*Tarefa proposta A:*
Reescreva o trecho do texto sobre Agnès Varda que começa em "A mignon Agnès, que" e vai até "Walter Carvalho, 2001).", trocando "companheiro-cineasta" por "parceiro-cineasta".
*Tarefa proposta B:*
Diga se cada afirmação concorda com o texto sobre Agnès Varda. Responda sim ou não e cite as palavras do texto que decidem cada caso. (i) O documentário estreou no Festival de Berlim. (ii) Varda recebeu o Leão de Ouro por "La Pointe Courte". (iii) Demy foi tema de dois filmes de Varda.

*Trecho do texto:*
================

Varda por Agnès
Por Maria do Rosário Caetano
“Varda por Agnès”, o filme-testamento da cineasta belga, de origem greco-francesa, Arlette “Agnès” Varda, chega ao circuito brasileiro nesta quinta-feira, 9 de maio.
O documentário, uma declaração de amor ao cinema, à fotografia e a instalações plástico-conceituais, estreou em fevereiro último, no Festival de Berlim. Os alemães prestaram derradeiro tributo à cineasta, autora de obras da grandeza de “Os Catadores e a Catadora”, eleito um dos dez melhores documentários do mundo (segundo a revista Sigth & Sound e o BFI), de “L’ Ópera-Mouffe”, “Cleo de 5 às 7”, “Os Renegados” e “As Praias de Agnès”.
Homenagem e reconhecimento foram atos notáveis e costumeiros na trajetória da artista. Ela recebeu, em vida, uma Palma de Ouro honorária, um Oscar idem, um Urso Especial, o Prêmio Humanidades da Mostra Internacional de Cinema de São Paulo, o Leão de Ouro, em Veneza, pelo ousado e duro “Os Renegados” etc, etc.
Varda foi reconhecida, também, como uma das grandes discípulas de Henri Cartier-Bresson (por suas fotos fixas de beleza singular), como precursora da Nouvelle Vague (e seu único nome feminino), pelo seminal “La Pointe Courte”, e como artista plástica (ou “visual”) por instalações que ergueu em importantes museus internacionais.
Para completar sua grandeza, tornou-se o nome mais famoso e influente do “cinema no feminino”. Neste momento, em que a quarta vaga do feminismo varre o mundo, ela deixa mulheres de todas as idades em estado de euforia e engajamento. Seus 50 curtas e longas-metragens são redescobertos a cada novo dia.
A mignon Agnès, que em certo momento pareceu viver à sombra do marido, o palmaré Jacques Demy (1931-1990), hoje desfruta o brilho de cem holofotes. Ela festejou, prazerosamente, os anos de glória do companheiro-cineasta, da Palma de Ouro por “Os Guarda-Chuvas do Amor” (1964), passando por “Duas Garotas Românticas” e fechando, com “Pele de Asno”, o ciclo da “princesa” Catherine Deneuve.
Demy, registre-se, foi tema de três filmes de Varda (“Jacquot de Nantes”, “Les Demoiselles Ont eu 25 Ans” e “L’Univers de Jacques Demy”). E ele tem presença a se notar em “As Praias de Agnes”. Ela o homenageou até em um filme brasileiro (“Janela da Alma”, de João Jardim e Walter Carvalho, 2001).

================

[Dados extraídos de uma coleção]

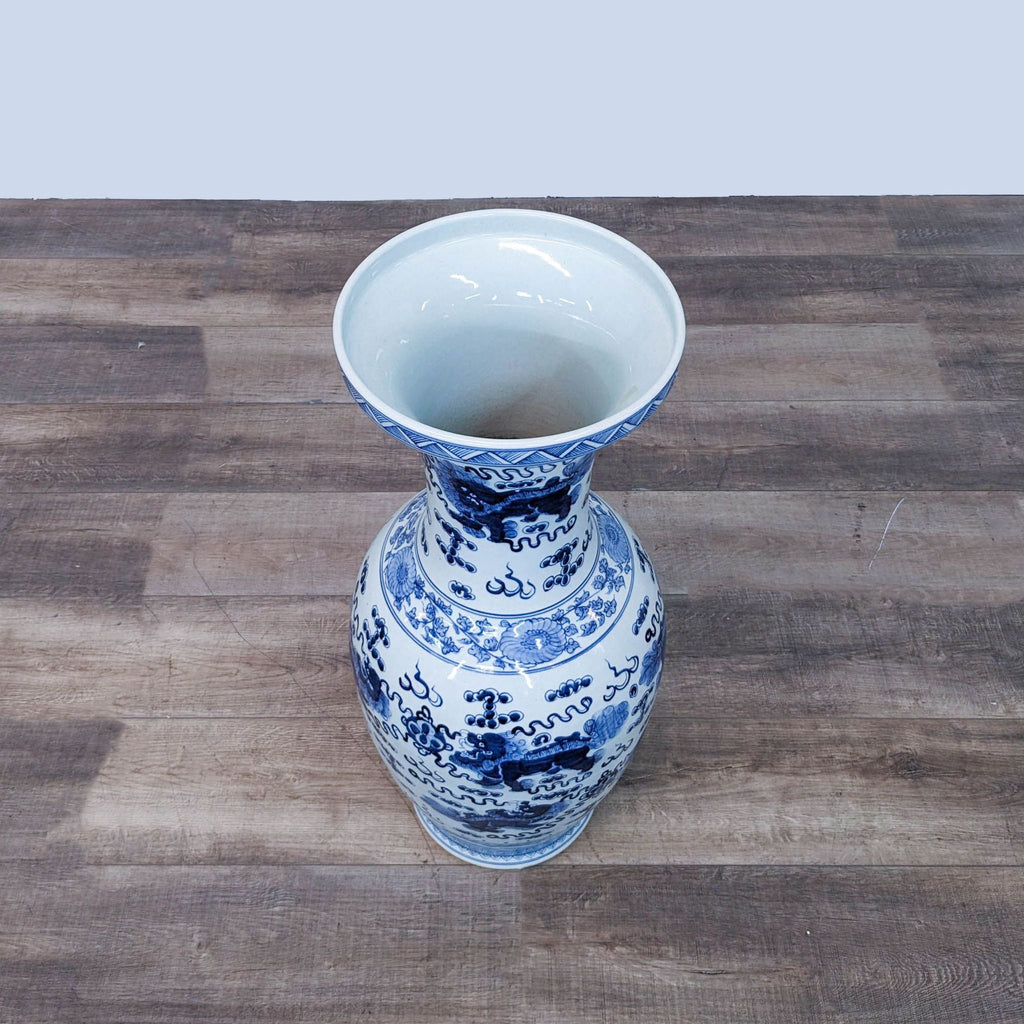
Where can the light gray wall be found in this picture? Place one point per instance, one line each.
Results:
(509, 97)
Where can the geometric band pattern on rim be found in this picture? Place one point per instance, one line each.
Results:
(509, 457)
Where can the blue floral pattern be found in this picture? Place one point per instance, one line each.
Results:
(495, 767)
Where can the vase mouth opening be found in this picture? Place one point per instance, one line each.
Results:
(508, 329)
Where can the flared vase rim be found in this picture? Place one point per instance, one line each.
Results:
(512, 451)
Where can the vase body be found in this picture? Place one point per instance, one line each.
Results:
(507, 629)
(507, 639)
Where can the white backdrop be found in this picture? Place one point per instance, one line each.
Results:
(390, 99)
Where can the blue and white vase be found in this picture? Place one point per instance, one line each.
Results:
(507, 628)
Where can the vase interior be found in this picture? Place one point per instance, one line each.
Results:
(508, 325)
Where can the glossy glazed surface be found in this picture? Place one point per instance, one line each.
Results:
(507, 629)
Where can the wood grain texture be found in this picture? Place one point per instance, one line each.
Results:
(760, 945)
(823, 653)
(698, 791)
(991, 224)
(752, 945)
(268, 290)
(823, 821)
(833, 445)
(113, 229)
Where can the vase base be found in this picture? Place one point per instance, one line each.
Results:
(496, 858)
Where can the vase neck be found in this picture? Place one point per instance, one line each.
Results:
(508, 539)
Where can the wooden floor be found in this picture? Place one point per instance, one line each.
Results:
(824, 821)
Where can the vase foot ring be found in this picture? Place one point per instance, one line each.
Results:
(517, 858)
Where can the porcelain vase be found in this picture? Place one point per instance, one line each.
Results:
(507, 628)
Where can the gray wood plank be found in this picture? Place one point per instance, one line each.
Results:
(729, 226)
(836, 445)
(296, 364)
(572, 944)
(992, 224)
(980, 357)
(272, 544)
(772, 945)
(699, 791)
(75, 546)
(259, 944)
(120, 363)
(847, 289)
(115, 228)
(270, 289)
(863, 655)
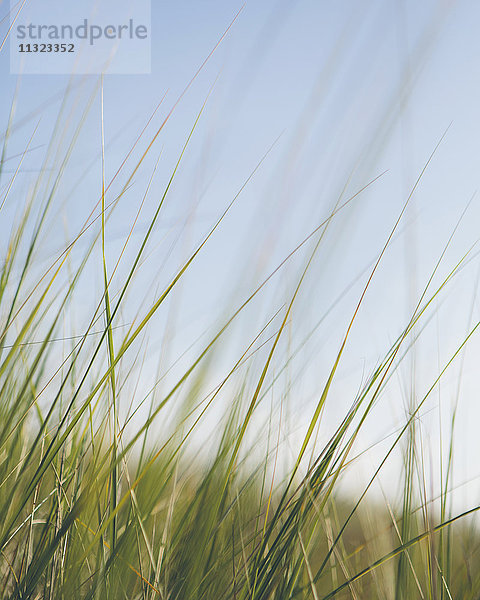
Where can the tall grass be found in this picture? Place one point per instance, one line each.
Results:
(100, 498)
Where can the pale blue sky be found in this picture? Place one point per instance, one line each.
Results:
(352, 89)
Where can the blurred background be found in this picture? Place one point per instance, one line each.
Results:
(308, 105)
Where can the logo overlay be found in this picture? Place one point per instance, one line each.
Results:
(81, 37)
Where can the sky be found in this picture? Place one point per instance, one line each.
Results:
(329, 96)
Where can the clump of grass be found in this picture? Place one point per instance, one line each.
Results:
(100, 499)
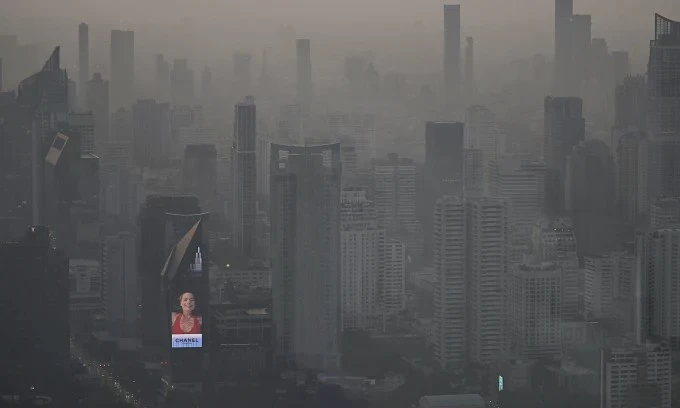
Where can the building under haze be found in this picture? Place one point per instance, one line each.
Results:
(305, 254)
(122, 68)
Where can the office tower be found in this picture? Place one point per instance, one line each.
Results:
(581, 40)
(590, 190)
(119, 268)
(564, 9)
(35, 301)
(83, 64)
(199, 174)
(664, 212)
(630, 104)
(98, 104)
(392, 280)
(487, 241)
(620, 66)
(469, 70)
(632, 181)
(361, 255)
(394, 193)
(444, 162)
(655, 277)
(305, 88)
(636, 376)
(305, 254)
(663, 107)
(451, 55)
(474, 173)
(481, 132)
(564, 128)
(243, 74)
(181, 82)
(450, 293)
(608, 285)
(522, 183)
(157, 220)
(245, 176)
(535, 312)
(122, 66)
(162, 72)
(151, 131)
(84, 124)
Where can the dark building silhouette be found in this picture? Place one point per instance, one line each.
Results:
(155, 243)
(245, 176)
(35, 282)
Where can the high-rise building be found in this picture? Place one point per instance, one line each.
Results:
(535, 309)
(305, 254)
(450, 292)
(181, 82)
(564, 9)
(636, 376)
(119, 267)
(630, 103)
(83, 64)
(199, 174)
(469, 70)
(245, 176)
(122, 68)
(36, 301)
(632, 181)
(150, 130)
(305, 87)
(444, 162)
(564, 128)
(98, 104)
(243, 74)
(159, 218)
(452, 66)
(590, 191)
(361, 259)
(655, 278)
(394, 193)
(487, 242)
(664, 107)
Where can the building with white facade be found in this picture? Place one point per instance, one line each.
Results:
(361, 248)
(450, 292)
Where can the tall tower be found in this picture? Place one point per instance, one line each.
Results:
(564, 9)
(245, 176)
(361, 252)
(304, 73)
(469, 70)
(451, 55)
(305, 254)
(450, 293)
(122, 65)
(83, 64)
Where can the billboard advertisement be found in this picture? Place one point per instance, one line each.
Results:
(186, 319)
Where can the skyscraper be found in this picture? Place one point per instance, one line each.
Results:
(564, 9)
(450, 293)
(98, 103)
(361, 258)
(305, 254)
(564, 128)
(304, 73)
(245, 176)
(122, 66)
(451, 55)
(83, 64)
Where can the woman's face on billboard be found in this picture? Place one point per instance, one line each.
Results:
(187, 302)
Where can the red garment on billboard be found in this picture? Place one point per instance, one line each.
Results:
(195, 328)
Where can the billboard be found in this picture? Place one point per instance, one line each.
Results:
(186, 318)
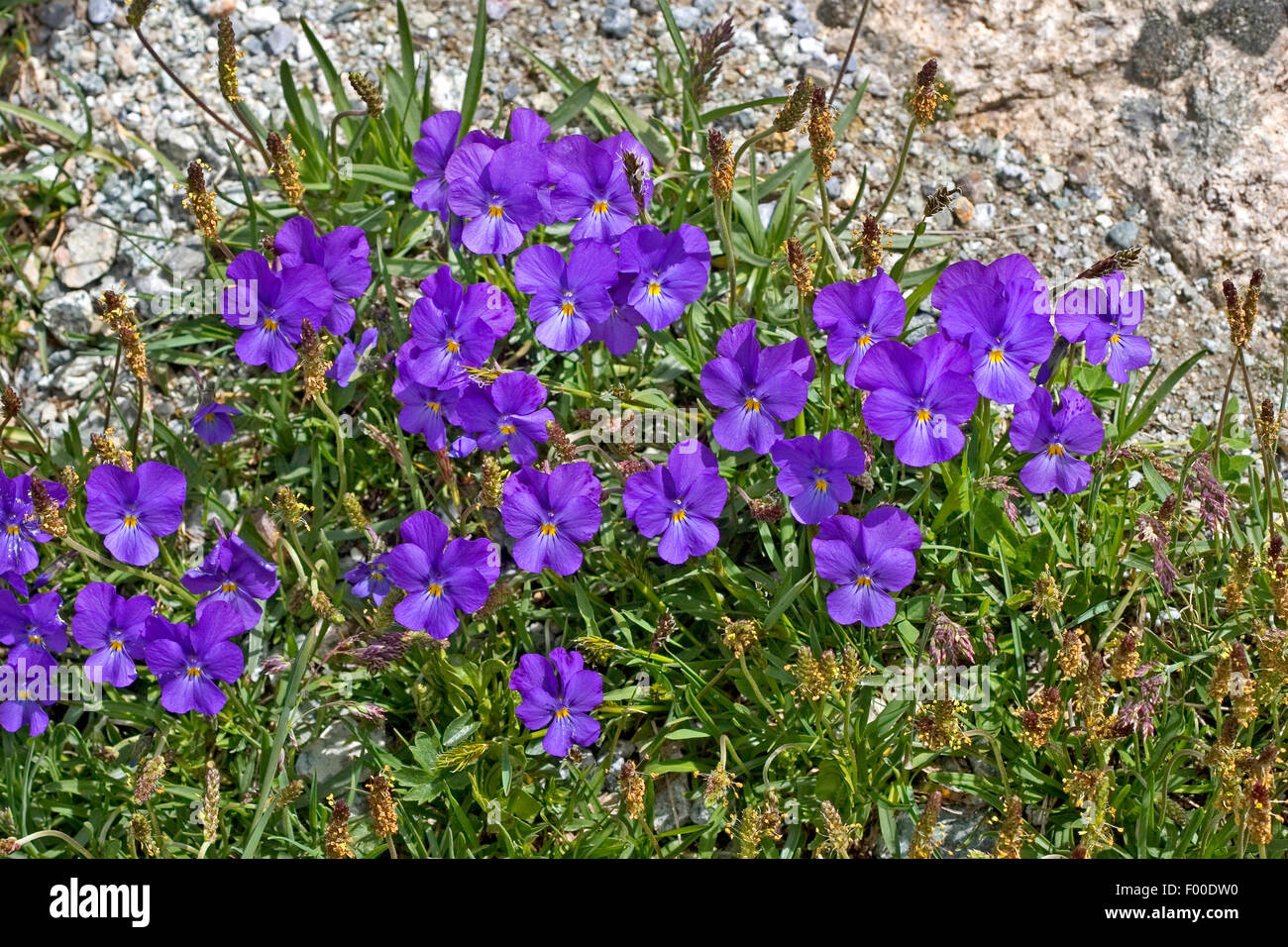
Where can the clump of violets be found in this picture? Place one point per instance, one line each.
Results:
(509, 412)
(233, 574)
(441, 577)
(112, 628)
(558, 694)
(759, 388)
(679, 501)
(132, 509)
(857, 316)
(33, 629)
(269, 307)
(188, 660)
(815, 474)
(214, 423)
(1003, 313)
(20, 526)
(549, 514)
(567, 298)
(868, 560)
(344, 257)
(918, 397)
(1054, 438)
(1106, 317)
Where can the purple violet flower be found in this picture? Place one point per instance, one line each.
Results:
(496, 193)
(559, 693)
(270, 307)
(567, 298)
(33, 630)
(235, 574)
(344, 257)
(759, 388)
(868, 560)
(1055, 438)
(439, 577)
(549, 514)
(815, 474)
(669, 270)
(132, 509)
(438, 134)
(679, 501)
(918, 397)
(188, 660)
(111, 626)
(214, 423)
(507, 412)
(857, 316)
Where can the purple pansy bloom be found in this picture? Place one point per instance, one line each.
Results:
(549, 514)
(111, 626)
(1055, 438)
(756, 386)
(344, 257)
(214, 423)
(426, 410)
(370, 579)
(857, 316)
(1003, 315)
(496, 192)
(668, 270)
(1107, 318)
(918, 397)
(679, 501)
(590, 188)
(507, 412)
(559, 692)
(439, 577)
(347, 360)
(868, 560)
(235, 574)
(814, 474)
(188, 660)
(33, 630)
(438, 134)
(20, 523)
(130, 509)
(567, 298)
(34, 690)
(270, 307)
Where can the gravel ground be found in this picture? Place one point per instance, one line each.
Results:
(1080, 127)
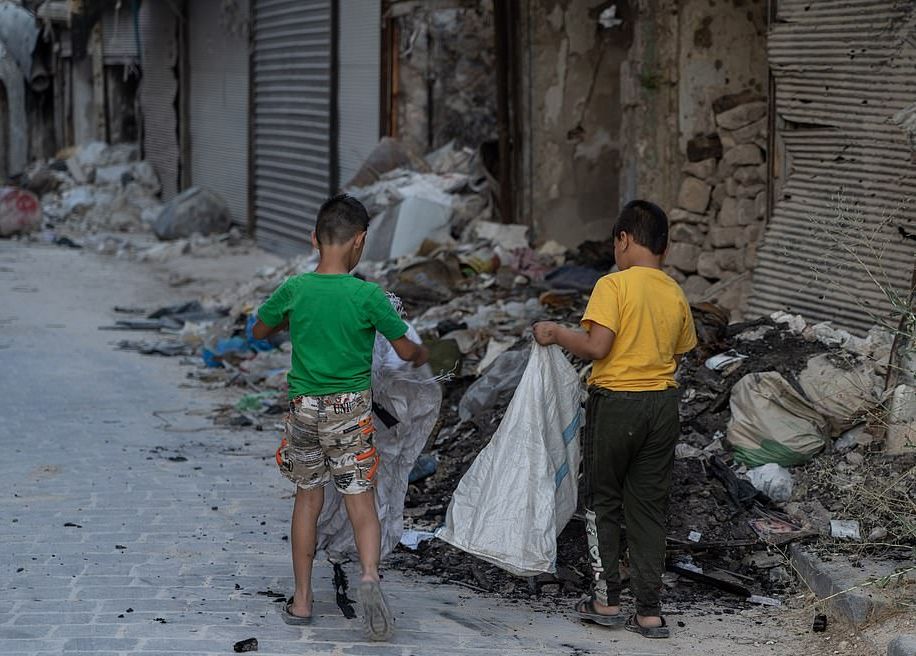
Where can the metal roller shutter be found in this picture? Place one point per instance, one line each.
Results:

================

*Resposta final A:*
A mignon Agnès, que em certo momento pareceu viver à sombra do marido, o palmaré Jacques Demy (1931-1990), hoje desfruta o brilho de cem holofotes. Ela festejou, prazerosamente, os anos de glória do parceiro-cineasta, da Palma de Ouro por “Os Guarda-Chuvas do Amor” (1964), passando por “Duas Garotas Românticas” e fechando, com “Pele de Asno”, o ciclo da “princesa” Catherine Deneuve.
Demy, registre-se, foi tema de três filmes de Varda (“Jacquot de Nantes”, “Les Demoiselles Ont eu 25 Ans” e “L’Univers de Jacques Demy”). E ele tem presença a se notar em “As Praias de Agnes”. Ela o homenageou até em um filme brasileiro (“Janela da Alma”, de João Jardim e Walter Carvalho, 2001).

*Resposta final B:*
(i) Sim: «estreou em fevereiro último, no Festival de Berlim».
(ii) Não: «o Leão de Ouro, em Veneza, pelo ousado e duro “Os Renegados”».
(iii) Não: «Demy, registre-se, foi tema de três filmes de Varda».